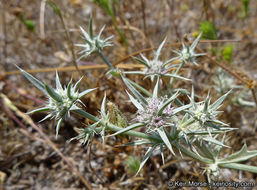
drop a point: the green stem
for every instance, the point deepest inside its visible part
(176, 72)
(237, 166)
(105, 60)
(115, 128)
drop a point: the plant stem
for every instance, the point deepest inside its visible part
(115, 128)
(176, 72)
(105, 60)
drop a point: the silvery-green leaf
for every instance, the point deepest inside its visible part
(135, 102)
(146, 157)
(218, 102)
(134, 72)
(182, 108)
(167, 103)
(46, 117)
(86, 36)
(165, 139)
(146, 92)
(131, 127)
(142, 62)
(51, 92)
(77, 84)
(69, 89)
(170, 60)
(194, 44)
(103, 104)
(101, 31)
(205, 150)
(33, 80)
(206, 104)
(156, 87)
(158, 52)
(39, 110)
(162, 153)
(145, 59)
(91, 28)
(57, 81)
(242, 167)
(58, 126)
(176, 76)
(219, 122)
(85, 92)
(137, 143)
(139, 97)
(214, 141)
(239, 156)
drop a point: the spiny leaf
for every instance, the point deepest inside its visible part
(240, 156)
(218, 102)
(51, 92)
(165, 139)
(131, 127)
(146, 157)
(135, 102)
(139, 97)
(158, 52)
(57, 81)
(33, 80)
(86, 92)
(167, 103)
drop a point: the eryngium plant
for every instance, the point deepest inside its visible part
(192, 129)
(61, 100)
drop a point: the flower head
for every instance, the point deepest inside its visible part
(93, 43)
(150, 114)
(205, 111)
(187, 53)
(155, 67)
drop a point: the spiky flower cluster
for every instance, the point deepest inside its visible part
(155, 67)
(93, 43)
(150, 115)
(205, 111)
(187, 53)
(61, 101)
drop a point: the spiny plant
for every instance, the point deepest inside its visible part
(166, 123)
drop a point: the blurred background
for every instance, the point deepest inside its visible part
(39, 36)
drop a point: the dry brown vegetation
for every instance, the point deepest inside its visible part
(31, 157)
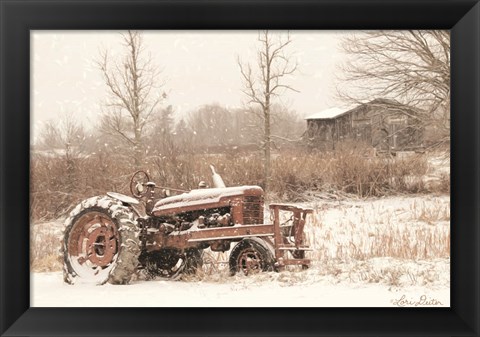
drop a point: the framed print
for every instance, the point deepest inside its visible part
(303, 189)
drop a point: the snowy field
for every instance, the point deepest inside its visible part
(382, 252)
(49, 291)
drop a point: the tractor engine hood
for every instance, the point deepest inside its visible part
(203, 199)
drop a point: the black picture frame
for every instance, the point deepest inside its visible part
(18, 17)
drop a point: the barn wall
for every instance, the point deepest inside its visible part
(383, 127)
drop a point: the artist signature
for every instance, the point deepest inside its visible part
(423, 300)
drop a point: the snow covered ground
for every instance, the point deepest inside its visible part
(382, 252)
(49, 291)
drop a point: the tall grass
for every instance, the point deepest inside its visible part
(57, 185)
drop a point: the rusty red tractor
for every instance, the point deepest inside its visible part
(110, 238)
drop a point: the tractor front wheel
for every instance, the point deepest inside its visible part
(251, 256)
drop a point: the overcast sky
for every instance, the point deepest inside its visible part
(199, 67)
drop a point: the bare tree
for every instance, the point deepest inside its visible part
(412, 67)
(267, 82)
(134, 93)
(66, 140)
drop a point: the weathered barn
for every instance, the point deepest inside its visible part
(384, 124)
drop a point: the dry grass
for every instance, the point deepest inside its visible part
(44, 249)
(411, 230)
(57, 184)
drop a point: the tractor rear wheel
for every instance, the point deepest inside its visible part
(100, 242)
(251, 256)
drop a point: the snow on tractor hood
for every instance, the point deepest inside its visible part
(202, 197)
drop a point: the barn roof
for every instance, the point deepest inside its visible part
(329, 113)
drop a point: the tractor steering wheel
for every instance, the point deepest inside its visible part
(138, 183)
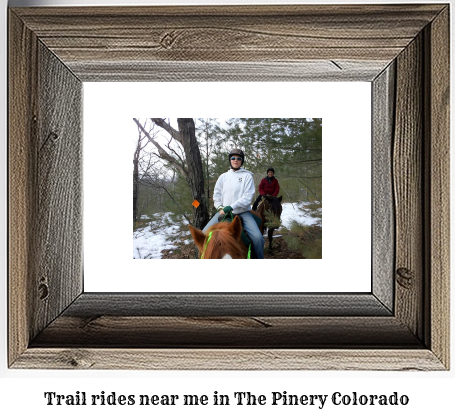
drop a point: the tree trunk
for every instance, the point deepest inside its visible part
(135, 189)
(195, 171)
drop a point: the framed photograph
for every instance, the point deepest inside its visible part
(402, 323)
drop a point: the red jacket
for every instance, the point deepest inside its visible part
(266, 188)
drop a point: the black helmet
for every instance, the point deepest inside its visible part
(236, 152)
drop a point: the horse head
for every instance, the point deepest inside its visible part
(222, 241)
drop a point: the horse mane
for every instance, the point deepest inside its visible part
(222, 242)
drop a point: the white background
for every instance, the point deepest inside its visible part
(22, 391)
(109, 130)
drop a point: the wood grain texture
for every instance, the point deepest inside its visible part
(399, 326)
(225, 332)
(383, 215)
(229, 359)
(90, 305)
(21, 131)
(408, 187)
(58, 214)
(439, 190)
(327, 38)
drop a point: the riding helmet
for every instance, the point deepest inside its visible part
(236, 152)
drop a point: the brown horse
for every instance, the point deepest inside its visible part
(270, 206)
(223, 241)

++++++++++++++++++++

EXERCISE REQUIREMENTS :: Write out the full set of lines verbatim, without the pictures.

RESULT ::
drop a point: the green stem
for every instance, the point deepest inside its visible part
(176, 72)
(237, 166)
(105, 60)
(115, 128)
drop a point: the plant stem
for every instance, the point deepest inside its visible part
(115, 128)
(176, 72)
(105, 60)
drop a point: the silvery-green leaf
for every instance, the point deepest inside its visible part
(135, 102)
(146, 157)
(218, 102)
(134, 72)
(182, 108)
(167, 103)
(46, 117)
(86, 36)
(165, 139)
(146, 92)
(131, 127)
(142, 62)
(51, 92)
(77, 84)
(69, 89)
(170, 60)
(194, 44)
(103, 104)
(101, 31)
(205, 150)
(33, 80)
(206, 104)
(156, 87)
(158, 52)
(39, 110)
(162, 153)
(145, 59)
(91, 28)
(57, 81)
(242, 167)
(58, 126)
(176, 76)
(219, 122)
(85, 92)
(137, 143)
(139, 97)
(214, 141)
(239, 156)
drop a point: the spiny leaf
for every instance, the point deepest inside its visible part
(240, 156)
(218, 102)
(51, 92)
(165, 139)
(131, 127)
(146, 157)
(135, 102)
(139, 97)
(158, 52)
(57, 81)
(33, 80)
(86, 92)
(167, 103)
drop a point: the eryngium plant
for every instance, the point deepest inside its visible part
(192, 129)
(61, 100)
drop a point: the flower head
for every instance, the point deepest inside its visible part
(93, 43)
(150, 114)
(205, 111)
(187, 53)
(155, 67)
drop a point: the spiky flower cluster
for every instance, the point deepest inside its visible part
(155, 67)
(93, 43)
(150, 115)
(205, 111)
(187, 53)
(61, 101)
drop a point: the spiny plant
for every instance, the point deepest inside its visible part
(166, 123)
drop a point: the blurred background
for every instance, the point deepest inside its visible part
(39, 36)
drop a point: the dry brown vegetation
for every instance, the point deepest inside its visible part
(31, 157)
drop a point: the framed print
for every instance, the point deepest inside its visible part
(303, 189)
drop a point: the snowy field
for every instance, the point deepest inside its visible part
(382, 252)
(49, 291)
drop a point: the tractor engine hood
for every instance, the point deepest inside its visible part
(203, 199)
drop a point: the black picture frame
for every instance, the point deepest inside its visible part
(18, 17)
drop a point: the barn wall
for every instance, the point deepest inside its visible part
(383, 127)
drop a point: the artist signature
for every instance, the point deepest inside its visible part
(423, 300)
drop a point: the snow covered ground
for every instance, the point deepest inside its visible part
(382, 252)
(49, 291)
drop a point: the tall grass
for every instance, the point deepest inside its visible part
(57, 185)
drop a point: the rusty red tractor
for every instance, the point deepest inside its visible part
(110, 238)
drop a point: the tractor front wheel
for every instance, the point deepest inside its visible part
(251, 256)
drop a point: the overcast sky
for every instance, the point deepest inside its visible part
(199, 67)
drop a point: the bare tree
for every instance, the point deepest inside its visible part
(412, 67)
(267, 82)
(134, 93)
(66, 140)
drop a point: the weathered barn
for every instance, the point deepest inside its visible part
(384, 124)
drop a point: the dry grass
for every instance, the point deepest inside its visible part
(44, 249)
(411, 230)
(57, 184)
drop a point: the tractor rear wheel
for every instance, the point deepest inside its visible part
(100, 242)
(251, 256)
drop a point: the snow on tractor hood
for every instance, the point deepest inside its visible part
(202, 197)
drop a point: the barn roof
for every instance, the point deepest inside its visible part
(329, 113)
drop a point: the tractor steering wheel
for every instance, the point deepest inside its visible part
(138, 183)
drop a point: the tree trunk
for every instance, the point deepest inside its visible part
(135, 189)
(195, 171)
drop a point: the framed photograph
for every instance, the point deepest inside its visible part
(402, 323)
drop a point: the red jacket
for every instance, the point deepest inside its visible part
(266, 188)
drop a point: the black helmet
for every instance, the point deepest inside its visible part
(236, 152)
drop a point: the horse head
for every instance, the point deepest inside its visible part
(222, 241)
drop a point: the horse mane
for every instance, the point deepest inside its visible part
(222, 242)
drop a point: the white background
for every instance, the point deepest inside its visible part
(22, 391)
(109, 130)
drop a point: the wood grain texture
for every instance, the point deepest inside its visible part
(399, 326)
(225, 332)
(383, 215)
(229, 359)
(90, 305)
(21, 131)
(408, 187)
(58, 214)
(439, 190)
(327, 38)
drop a point: the riding helmet
for every instance, the point deepest inside its visible part
(236, 152)
drop a point: the brown horse
for every instance, the point deepest inside its visible part
(270, 206)
(223, 241)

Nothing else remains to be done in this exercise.